Task to complete:
Copy word for word the part of the records below that runs from the line with "Isolate dog's right" through the end of the records, and nothing else.

(Items from a labeling collection)

=======

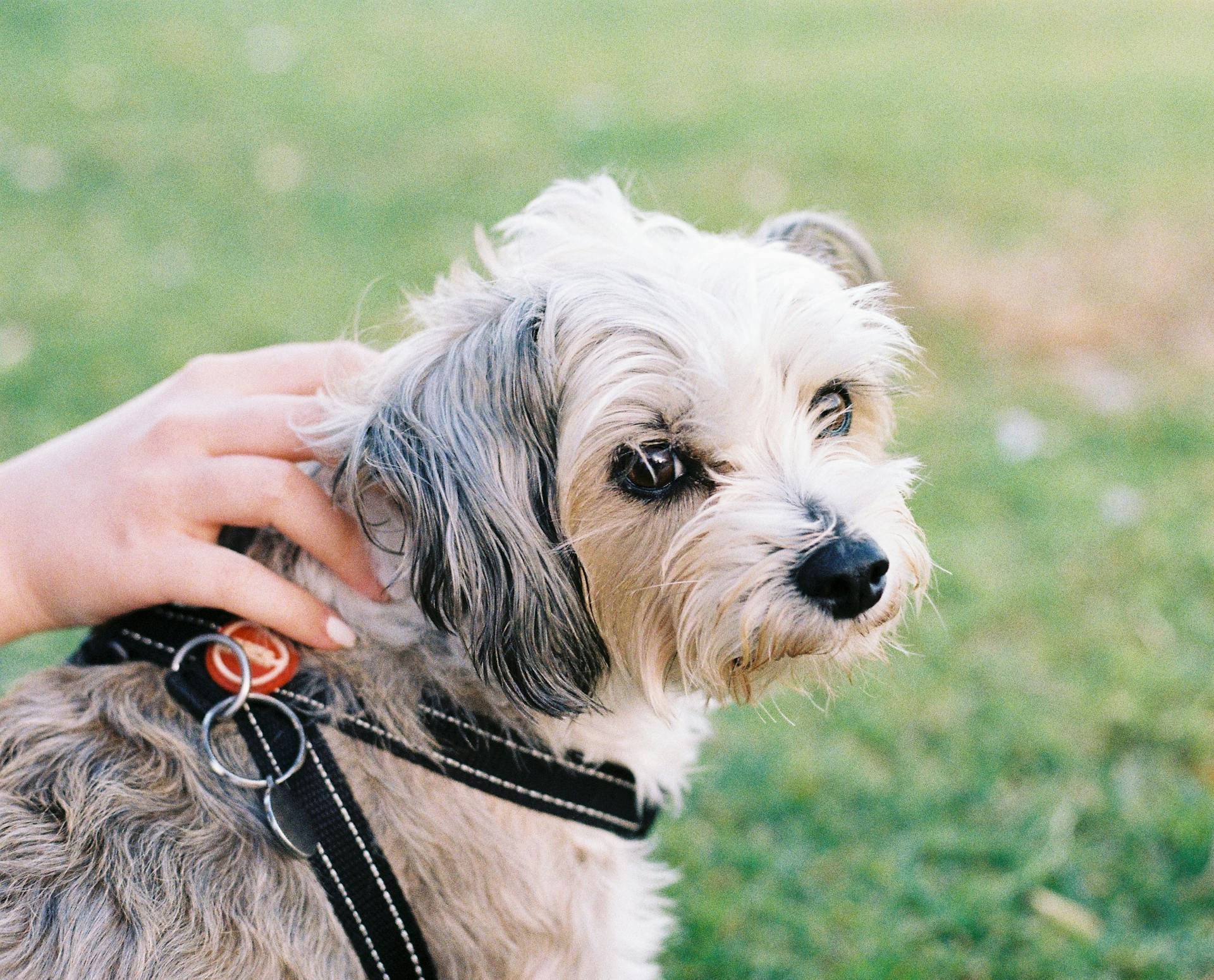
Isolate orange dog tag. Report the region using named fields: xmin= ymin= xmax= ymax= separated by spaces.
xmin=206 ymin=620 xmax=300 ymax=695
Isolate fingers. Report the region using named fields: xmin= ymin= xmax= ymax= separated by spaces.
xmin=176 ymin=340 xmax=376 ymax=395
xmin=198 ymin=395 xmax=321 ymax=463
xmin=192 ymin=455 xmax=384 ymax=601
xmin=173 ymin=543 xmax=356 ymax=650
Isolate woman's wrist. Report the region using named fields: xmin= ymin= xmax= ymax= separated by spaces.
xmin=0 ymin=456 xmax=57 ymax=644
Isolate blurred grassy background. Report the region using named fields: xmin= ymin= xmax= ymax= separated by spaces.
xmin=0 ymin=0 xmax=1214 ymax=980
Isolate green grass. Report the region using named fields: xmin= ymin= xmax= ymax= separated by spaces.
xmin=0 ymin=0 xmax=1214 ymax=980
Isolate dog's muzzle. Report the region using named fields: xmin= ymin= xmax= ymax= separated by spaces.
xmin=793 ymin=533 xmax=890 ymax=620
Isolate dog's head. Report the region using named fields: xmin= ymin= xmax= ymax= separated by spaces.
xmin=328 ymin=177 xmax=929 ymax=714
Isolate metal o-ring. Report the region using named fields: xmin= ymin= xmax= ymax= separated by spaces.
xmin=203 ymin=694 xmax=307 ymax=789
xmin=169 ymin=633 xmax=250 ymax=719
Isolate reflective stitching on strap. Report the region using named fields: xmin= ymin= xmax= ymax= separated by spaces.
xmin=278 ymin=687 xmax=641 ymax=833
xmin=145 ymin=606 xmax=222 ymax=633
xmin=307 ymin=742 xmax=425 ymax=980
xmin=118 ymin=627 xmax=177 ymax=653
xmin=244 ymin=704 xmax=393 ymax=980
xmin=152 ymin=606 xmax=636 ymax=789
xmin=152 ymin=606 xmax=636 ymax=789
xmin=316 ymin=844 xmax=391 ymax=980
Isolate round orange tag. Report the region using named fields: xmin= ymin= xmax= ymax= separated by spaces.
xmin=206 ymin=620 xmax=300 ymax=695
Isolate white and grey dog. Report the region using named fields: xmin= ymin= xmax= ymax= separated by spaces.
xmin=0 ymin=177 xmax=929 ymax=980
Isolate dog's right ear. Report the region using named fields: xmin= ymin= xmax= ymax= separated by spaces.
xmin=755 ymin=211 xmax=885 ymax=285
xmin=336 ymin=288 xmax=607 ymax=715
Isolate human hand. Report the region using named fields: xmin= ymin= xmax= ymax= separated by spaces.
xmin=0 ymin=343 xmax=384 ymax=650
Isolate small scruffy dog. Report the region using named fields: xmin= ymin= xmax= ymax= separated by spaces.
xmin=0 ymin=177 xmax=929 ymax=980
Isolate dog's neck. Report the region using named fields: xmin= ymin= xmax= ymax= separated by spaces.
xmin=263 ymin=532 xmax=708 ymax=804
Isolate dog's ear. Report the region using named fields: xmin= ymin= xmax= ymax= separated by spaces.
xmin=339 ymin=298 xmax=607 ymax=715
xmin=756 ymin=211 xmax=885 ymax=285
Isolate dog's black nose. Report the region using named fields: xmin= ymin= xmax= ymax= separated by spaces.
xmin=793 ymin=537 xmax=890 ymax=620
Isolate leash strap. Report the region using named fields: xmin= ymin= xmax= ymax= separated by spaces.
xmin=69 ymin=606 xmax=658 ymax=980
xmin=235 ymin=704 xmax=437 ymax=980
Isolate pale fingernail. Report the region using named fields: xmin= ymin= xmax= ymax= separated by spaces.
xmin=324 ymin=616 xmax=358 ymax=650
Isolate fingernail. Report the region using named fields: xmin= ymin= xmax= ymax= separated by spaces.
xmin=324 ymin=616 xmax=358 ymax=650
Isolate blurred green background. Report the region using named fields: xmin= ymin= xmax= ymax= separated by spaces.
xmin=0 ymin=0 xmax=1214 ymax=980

=======

Answer to the task:
Isolate dog's right ear. Report the region using named fields: xmin= ymin= xmax= ymax= separated by spaces.
xmin=755 ymin=211 xmax=885 ymax=285
xmin=336 ymin=288 xmax=607 ymax=715
Isolate human hand. Report the region using named fields: xmin= ymin= xmax= ymax= separated by spaces.
xmin=0 ymin=343 xmax=384 ymax=650
Isolate small scruffy dog. Report the region using named fields: xmin= ymin= xmax= ymax= separated by spaces.
xmin=0 ymin=177 xmax=929 ymax=980
Isolate dog's neck. Report the region using named fields: xmin= ymin= xmax= ymax= separated by spaces.
xmin=263 ymin=532 xmax=708 ymax=804
Isolate dog's ear. Report the region using named fields: xmin= ymin= xmax= ymax= separated by spaces.
xmin=339 ymin=298 xmax=607 ymax=715
xmin=756 ymin=211 xmax=885 ymax=285
Isolate dog's black nose. Report the region using named fields: xmin= ymin= xmax= ymax= separated by spaces.
xmin=793 ymin=537 xmax=890 ymax=620
Isolate leash strap. Report the region using named fields: xmin= ymin= xmax= ymax= separated by spaces.
xmin=69 ymin=606 xmax=658 ymax=980
xmin=235 ymin=704 xmax=437 ymax=980
Isolate pale fingernail. Report the region using named fields: xmin= ymin= xmax= ymax= separated by spaces.
xmin=324 ymin=616 xmax=358 ymax=650
Isolate fingernail. Report the region using named fields: xmin= ymin= xmax= ymax= separated by spaces.
xmin=324 ymin=616 xmax=358 ymax=650
Isolate blurred green background. Report the region using named fields: xmin= ymin= xmax= ymax= separated by spaces.
xmin=0 ymin=0 xmax=1214 ymax=980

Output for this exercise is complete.